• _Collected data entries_
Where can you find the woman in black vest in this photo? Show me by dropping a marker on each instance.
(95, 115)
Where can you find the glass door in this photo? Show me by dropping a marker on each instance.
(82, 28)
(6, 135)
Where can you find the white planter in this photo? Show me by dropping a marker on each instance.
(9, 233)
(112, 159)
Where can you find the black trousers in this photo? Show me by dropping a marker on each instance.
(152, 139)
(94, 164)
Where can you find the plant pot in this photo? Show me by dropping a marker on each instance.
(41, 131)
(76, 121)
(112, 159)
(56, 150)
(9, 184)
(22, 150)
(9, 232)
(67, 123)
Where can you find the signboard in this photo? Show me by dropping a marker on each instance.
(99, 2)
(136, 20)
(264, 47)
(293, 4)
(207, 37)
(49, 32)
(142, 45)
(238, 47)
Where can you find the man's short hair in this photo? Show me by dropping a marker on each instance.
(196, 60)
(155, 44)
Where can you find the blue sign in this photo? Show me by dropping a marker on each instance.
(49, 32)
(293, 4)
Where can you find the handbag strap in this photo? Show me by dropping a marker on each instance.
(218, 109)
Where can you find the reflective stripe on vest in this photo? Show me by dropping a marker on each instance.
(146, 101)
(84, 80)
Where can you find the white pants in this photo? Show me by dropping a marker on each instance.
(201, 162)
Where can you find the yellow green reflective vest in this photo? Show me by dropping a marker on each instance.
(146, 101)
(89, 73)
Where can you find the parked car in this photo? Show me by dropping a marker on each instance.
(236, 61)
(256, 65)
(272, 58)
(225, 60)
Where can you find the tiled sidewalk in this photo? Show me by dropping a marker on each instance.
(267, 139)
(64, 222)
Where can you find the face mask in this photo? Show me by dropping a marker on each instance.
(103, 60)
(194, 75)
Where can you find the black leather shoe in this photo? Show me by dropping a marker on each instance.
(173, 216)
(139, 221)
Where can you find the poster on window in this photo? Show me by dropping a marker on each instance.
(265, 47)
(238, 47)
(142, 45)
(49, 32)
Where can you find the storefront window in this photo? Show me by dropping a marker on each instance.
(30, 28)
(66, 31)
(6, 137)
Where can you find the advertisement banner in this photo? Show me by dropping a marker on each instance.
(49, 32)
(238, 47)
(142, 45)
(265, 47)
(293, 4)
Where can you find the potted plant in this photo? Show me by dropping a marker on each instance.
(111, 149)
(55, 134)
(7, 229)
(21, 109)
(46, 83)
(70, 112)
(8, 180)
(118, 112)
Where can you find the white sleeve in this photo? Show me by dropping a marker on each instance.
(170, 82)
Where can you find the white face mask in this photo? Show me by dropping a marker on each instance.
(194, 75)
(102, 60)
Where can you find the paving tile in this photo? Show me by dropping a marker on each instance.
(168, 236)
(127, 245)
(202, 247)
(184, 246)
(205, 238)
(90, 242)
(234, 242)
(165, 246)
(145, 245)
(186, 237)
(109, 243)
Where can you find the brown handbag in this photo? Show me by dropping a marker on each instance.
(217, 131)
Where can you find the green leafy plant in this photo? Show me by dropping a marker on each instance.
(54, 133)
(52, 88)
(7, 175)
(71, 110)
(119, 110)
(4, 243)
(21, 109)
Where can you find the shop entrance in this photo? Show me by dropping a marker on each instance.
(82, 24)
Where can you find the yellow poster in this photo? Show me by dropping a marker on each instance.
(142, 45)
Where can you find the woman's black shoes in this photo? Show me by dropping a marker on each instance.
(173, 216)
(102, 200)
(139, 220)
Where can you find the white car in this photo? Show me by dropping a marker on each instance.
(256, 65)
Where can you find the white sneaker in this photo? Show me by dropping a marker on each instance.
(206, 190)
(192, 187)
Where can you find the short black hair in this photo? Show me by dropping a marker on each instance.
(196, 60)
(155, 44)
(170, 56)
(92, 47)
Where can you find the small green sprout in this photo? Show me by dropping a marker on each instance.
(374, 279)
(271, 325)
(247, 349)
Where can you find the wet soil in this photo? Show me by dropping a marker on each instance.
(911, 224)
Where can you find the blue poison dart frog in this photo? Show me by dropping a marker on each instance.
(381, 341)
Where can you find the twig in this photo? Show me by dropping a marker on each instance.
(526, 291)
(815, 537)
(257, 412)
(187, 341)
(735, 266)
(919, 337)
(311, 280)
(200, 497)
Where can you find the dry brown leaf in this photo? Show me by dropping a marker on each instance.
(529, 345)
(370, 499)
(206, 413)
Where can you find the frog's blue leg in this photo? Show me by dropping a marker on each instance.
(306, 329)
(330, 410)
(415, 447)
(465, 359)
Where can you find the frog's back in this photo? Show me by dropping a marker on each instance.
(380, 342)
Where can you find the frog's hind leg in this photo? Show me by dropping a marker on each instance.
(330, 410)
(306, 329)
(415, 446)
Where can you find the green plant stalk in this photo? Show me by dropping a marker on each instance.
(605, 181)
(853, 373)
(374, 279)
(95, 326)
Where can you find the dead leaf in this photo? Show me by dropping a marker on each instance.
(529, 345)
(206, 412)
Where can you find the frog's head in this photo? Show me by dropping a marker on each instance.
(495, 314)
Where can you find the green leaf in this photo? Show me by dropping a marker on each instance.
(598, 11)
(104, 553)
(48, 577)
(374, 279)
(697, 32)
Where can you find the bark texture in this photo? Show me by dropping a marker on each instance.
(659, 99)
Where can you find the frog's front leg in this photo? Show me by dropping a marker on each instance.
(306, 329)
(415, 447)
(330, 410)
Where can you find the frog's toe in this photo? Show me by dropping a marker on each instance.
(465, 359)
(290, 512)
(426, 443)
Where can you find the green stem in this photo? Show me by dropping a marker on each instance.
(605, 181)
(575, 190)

• _About this task_
What is needed is an exact, complete copy of the entries above.

• _Output of the exercise_
Where can you find the woman in black vest in this photo? Show me by dropping a marker on each instance.
(95, 115)
Where can you find the glass door in this photo? Show me by dropping a marker on each instance.
(82, 28)
(6, 135)
Where can you find the white planter in this photo? Show me by dropping a marker on each instance.
(9, 233)
(112, 159)
Where can you find the black trousers in this photo? Show me by dropping a marker on each instance.
(152, 139)
(94, 164)
Where can you find the plant pot in this photo? Show me by dropping a marker on each instance.
(41, 131)
(76, 121)
(112, 159)
(56, 150)
(9, 184)
(22, 150)
(9, 232)
(67, 123)
Where can you find the signboard in this photo? Show me by dropping a marker on each instance.
(99, 2)
(136, 20)
(264, 47)
(293, 4)
(207, 37)
(49, 32)
(142, 45)
(238, 47)
Where can you find the man's short hair in this photo? Show me by dropping a marker on each instance.
(196, 60)
(155, 44)
Where can you find the blue sign in this photo? Show me by dropping a marker on each instance.
(49, 32)
(293, 4)
Where can you find the handbag strap in this photo? Show me by dropping a marker on each instance.
(218, 109)
Where can you find the reflective stripe on vest in this photo? Show me by dropping a marker on each instance.
(146, 101)
(84, 80)
Where can you find the white pants in this photo? Show me by dropping a marker on each instance.
(201, 162)
Where can you find the yellow green reflective vest in this photo? Show me by dropping a marker on each instance.
(146, 101)
(89, 73)
Where can you find the parked car in this photo? Show me by dropping a marker on each instance.
(236, 61)
(256, 65)
(272, 58)
(225, 60)
Where can you find the tiled sidewalk in this photo? Show me by dropping a marker on each instance.
(267, 139)
(64, 222)
Where can you find the face mask in this photo? Show me by dropping a marker on each instance.
(103, 60)
(194, 75)
Where can you find the black leather shoe in this photo? Show me by dropping a marker on each instance.
(173, 216)
(139, 221)
Where can you find the poster on window in this photo? Show me by dropping a marker on each instance.
(265, 47)
(238, 47)
(142, 45)
(49, 32)
Where can you find the storefront window in this photo? Show me by dropping a marker on each instance.
(30, 28)
(66, 31)
(6, 137)
Where can you find the advertisement banner in this photo? Show me by dropping a marker on each instance.
(49, 32)
(238, 47)
(142, 45)
(265, 47)
(293, 4)
Where can you find the potted plant in this photo? Show me by dropping a marker on each instance.
(111, 149)
(55, 134)
(7, 229)
(21, 109)
(46, 83)
(70, 112)
(8, 180)
(118, 112)
Where can you find the white sleeve in this photo? Show me by dropping a marker on each instance.
(170, 82)
Where can you find the white face mask in this photo? Show me by dropping a marker on each instance.
(194, 75)
(102, 60)
Where can you find the paving tile in this photo? Show me by dropping a marker on each instance.
(168, 236)
(127, 245)
(202, 247)
(184, 246)
(205, 238)
(90, 242)
(234, 242)
(165, 246)
(145, 245)
(186, 237)
(109, 243)
Where can you find the brown handbag in this photo? Show me by dropping a marker on each instance.
(217, 131)
Where can you find the green leafy plant in this photo? Show me by dropping a marker on each instance.
(54, 133)
(52, 88)
(7, 175)
(71, 110)
(119, 110)
(4, 243)
(21, 109)
Where can you find the shop entrance in this photo? Show me by dropping a marker on each instance.
(82, 24)
Where can you find the yellow poster in this photo? Show me by dropping a marker on each instance.
(142, 45)
Where can you find the woman's black shoes in this photo? Show me by dropping a marker on each instance.
(173, 216)
(102, 200)
(139, 220)
Where can you find the white car in this photo? Show me by dropping a marker on each instance.
(256, 65)
Where can you find the white sneaker in this photo? Show me by dropping a marker on each instance.
(206, 190)
(192, 187)
Where can you find the short black hair in this photo? Show me by dropping a marker on each instance.
(196, 60)
(155, 44)
(170, 56)
(92, 47)
Where can you find the small green sprout in this photo? Show me by dropping a marker on each instance.
(374, 279)
(271, 325)
(247, 349)
Where can you find the wet soil in this photo? Show me by dropping a marker on each instance.
(911, 224)
Where can you find the blue poison dart frog in this photo? Show me by dropping a marker on each instance.
(381, 341)
Where can you find the twig in this photo? Show me by dropping a marker on each instance.
(526, 291)
(815, 537)
(257, 412)
(187, 341)
(735, 266)
(919, 337)
(311, 280)
(200, 497)
Where can you find the dry brown leaf in this photo? Show me by dropping a marker on each instance.
(529, 345)
(370, 499)
(206, 413)
Where can you find the frog's blue leg in this photo? Show me by dropping a marker on each instance.
(306, 329)
(330, 410)
(415, 447)
(465, 359)
Where can you find the frog's back in this photo? Show me by dropping a marker on each instance.
(380, 342)
Where can you find the frog's hind leg in this photo? Show me by dropping a marker on each instance.
(330, 410)
(306, 329)
(415, 446)
Where can you find the green plant stalk in this photo? Show me by dropping a marker on each instance.
(605, 181)
(853, 373)
(374, 279)
(95, 326)
Where can you find the dead leaf in this photo? Show me by dropping a marker on each instance.
(529, 345)
(206, 412)
Where can you find the frog's head in this photo? Show me by dropping a marker on each instance.
(495, 314)
Where can you find the green leaf in this photo? Show me by dropping a marker on each instance.
(598, 11)
(104, 553)
(48, 577)
(374, 279)
(697, 32)
Where can you find the bark texture in this photo? Show me by dropping a marker on each instance.
(659, 99)
Where can you find the frog's front leg in this photo? Show me by dropping a marker on each instance.
(306, 329)
(415, 447)
(330, 410)
Where can you find the frog's toe in this photo? Show me by dropping a marker on each instance.
(465, 359)
(290, 512)
(426, 443)
Where can you find the green stem in this photo? Show me by dropping a marker on each instance.
(605, 181)
(575, 190)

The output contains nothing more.